## [Text extract]
# # # #

6.2 Factor Trinomials
Topics covered in this section are:
- Factor trinomials of the form $x^{2}+bx+c$
- Factor trinomials of the form $x^{2}+bx+c$ using trial and error
- Factor trinomials of the form $ax^{2}+bx+c$ using the ‘ac’ method
- Factor using substitution
6.2.1 Factor Trinomials of the Form $x^{2}+bx+c$
You have already learned how to multiply binomials using FOIL. Now you’ll need to “undo” this multiplication. To factor the trinomial means to start with the product, and end with the factors.
To figure out how we would factor a trinomial of the form $x^{2}+bx+c$, such as $x^{2}+5x+6$ and factor it to $(x+2)(x+3)$, let’s start with two general binomials of the form $(x+m)$ and $(x+n)$.

# # # #

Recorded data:
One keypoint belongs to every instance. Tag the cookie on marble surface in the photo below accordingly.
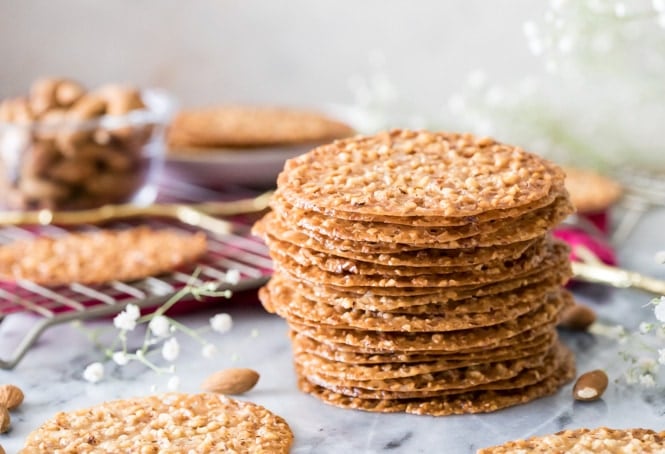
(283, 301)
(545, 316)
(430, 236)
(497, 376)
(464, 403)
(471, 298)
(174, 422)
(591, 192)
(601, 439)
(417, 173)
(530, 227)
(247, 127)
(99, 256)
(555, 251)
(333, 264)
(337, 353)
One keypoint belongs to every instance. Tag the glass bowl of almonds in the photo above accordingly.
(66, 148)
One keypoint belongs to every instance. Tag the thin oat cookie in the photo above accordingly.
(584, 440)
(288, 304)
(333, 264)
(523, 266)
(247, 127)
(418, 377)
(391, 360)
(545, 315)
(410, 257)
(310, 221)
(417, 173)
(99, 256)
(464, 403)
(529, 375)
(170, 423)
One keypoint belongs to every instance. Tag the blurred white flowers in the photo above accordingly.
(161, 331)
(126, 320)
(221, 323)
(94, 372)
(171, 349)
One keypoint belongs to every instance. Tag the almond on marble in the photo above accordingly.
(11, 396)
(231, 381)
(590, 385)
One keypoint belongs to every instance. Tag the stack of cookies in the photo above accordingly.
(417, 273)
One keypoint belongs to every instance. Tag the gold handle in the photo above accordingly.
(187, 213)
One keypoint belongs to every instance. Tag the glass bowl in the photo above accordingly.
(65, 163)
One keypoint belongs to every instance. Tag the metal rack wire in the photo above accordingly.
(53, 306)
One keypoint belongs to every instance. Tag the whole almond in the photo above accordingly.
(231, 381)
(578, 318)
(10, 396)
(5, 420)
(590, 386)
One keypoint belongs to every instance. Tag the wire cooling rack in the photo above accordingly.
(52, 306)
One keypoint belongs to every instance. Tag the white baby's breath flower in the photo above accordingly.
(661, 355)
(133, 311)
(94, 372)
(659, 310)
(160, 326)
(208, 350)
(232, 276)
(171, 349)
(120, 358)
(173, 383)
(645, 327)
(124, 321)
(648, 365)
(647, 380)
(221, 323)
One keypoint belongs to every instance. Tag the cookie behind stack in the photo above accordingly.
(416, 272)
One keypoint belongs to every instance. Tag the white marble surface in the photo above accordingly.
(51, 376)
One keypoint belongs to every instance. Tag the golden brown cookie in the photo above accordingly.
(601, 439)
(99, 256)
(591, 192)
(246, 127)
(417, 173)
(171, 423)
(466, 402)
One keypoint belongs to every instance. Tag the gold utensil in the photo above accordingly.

# # # #

## [Problem requirements]
Extend the textbook section on factoring trinomials, picking up right after its last sentence about the two general binomials $(x+m)$ and $(x+n)$.

## [The result]
| $(x+m)(x+n)$ | |
| FOIL to find the product. | $x^{2}+mx+nx+n^{2}$ |
| Factor the GCF from the middle terms. | $x^{2}+(m+n)x+n^{2}$ |
| Our trinomial is of the form $x^{2}+bx+c$. |  |
This tell us that to factor a trinomial of the form $x^{2}+bx+c$, we need two factors $(x+m)$ and $(x+n)$ where the two numbers $m$ and $n$ multiply to $c$ and add to $b$.
Example 1
Factor: $x^{2}+11x+24$
Solution
| Step 1. Write the factor as two binomials with first terms $x$. | Write two sets of parentheses and put $x$ as the first term. | $x^{2}+11x+24$ $(x \ \ \ \ ) (x \ \ \ \ )$ |
| Step 2. Find two numbers $m$ and $n$ that multiply to $c$, $m \cdot n = c$ and add to $b$, $m+n=b$. | Find two numbers that multiply to $24$ and add to $11$ |  |
| Step 3. Use $m$ and $n$ as the last terms of the factors. | Use $3$ and $8$ as the last terms of the binomials. | $(x+3)(x+8)$ |
| Step 4. Check by multiplying the factors. | $(x+3)(x+8)$ $x^{2}+8x+3x+24$ $x^{2}+11x+24 \ \checkmark$ |
Let’s summarize the steps we used to find the factors.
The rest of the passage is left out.